▶ _Written instruction_
Can you write out every line of the material below again, including the "Query:" lines, but shift each point's coordinates by adding 34 to both numbers? Leave out the pictures.

▶ _Provided entries_
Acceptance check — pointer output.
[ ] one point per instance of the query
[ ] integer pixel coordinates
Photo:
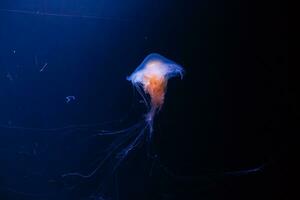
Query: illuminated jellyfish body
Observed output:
(152, 76)
(150, 79)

▶ _Answer to this problem_
Acceptance check — pointer output.
[ ] one point per instance of the query
[ ] integer pixel coordinates
Photo:
Query: illuminated jellyfish body
Observed output:
(186, 110)
(184, 113)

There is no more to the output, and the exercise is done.